--- start ---

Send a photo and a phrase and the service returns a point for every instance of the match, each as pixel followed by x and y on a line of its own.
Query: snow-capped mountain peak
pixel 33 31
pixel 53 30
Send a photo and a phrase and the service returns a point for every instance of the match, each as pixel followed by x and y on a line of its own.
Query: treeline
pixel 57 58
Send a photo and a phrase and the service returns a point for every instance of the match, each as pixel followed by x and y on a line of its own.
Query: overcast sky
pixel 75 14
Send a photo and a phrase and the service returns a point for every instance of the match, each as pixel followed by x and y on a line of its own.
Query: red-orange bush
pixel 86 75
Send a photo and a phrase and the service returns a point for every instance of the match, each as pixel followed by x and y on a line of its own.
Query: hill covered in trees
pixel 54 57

--- end ---
--- start ---

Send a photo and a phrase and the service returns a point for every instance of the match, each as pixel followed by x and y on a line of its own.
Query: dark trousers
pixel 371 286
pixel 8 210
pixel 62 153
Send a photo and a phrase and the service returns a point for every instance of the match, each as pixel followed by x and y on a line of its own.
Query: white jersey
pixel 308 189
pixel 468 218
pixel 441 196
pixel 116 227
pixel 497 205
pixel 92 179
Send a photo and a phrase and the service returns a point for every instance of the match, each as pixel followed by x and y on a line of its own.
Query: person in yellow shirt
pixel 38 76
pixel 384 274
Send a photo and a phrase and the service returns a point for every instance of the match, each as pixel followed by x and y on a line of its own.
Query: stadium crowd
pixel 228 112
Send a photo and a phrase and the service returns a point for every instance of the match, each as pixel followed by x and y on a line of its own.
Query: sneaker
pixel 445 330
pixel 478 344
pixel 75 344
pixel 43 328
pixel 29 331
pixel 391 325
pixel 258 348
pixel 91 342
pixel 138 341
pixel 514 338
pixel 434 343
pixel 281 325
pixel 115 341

--- end ---
--- start ---

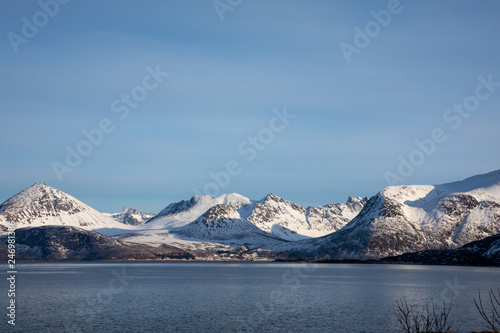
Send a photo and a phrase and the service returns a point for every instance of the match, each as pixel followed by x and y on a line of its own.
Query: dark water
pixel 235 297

--- end ---

* [Exercise requirements] Which lines in the rows above contain the string "Query"? Report each of those lines in full.

* [Solution to this problem]
Query: snow-capped mountain peak
Query: treeline
Query: overcast sky
Query: red-orange bush
Query: hill covered in trees
Query: dark trousers
Query: white jersey
Query: person in yellow shirt
Query: stadium crowd
Query: sneaker
Query: dark water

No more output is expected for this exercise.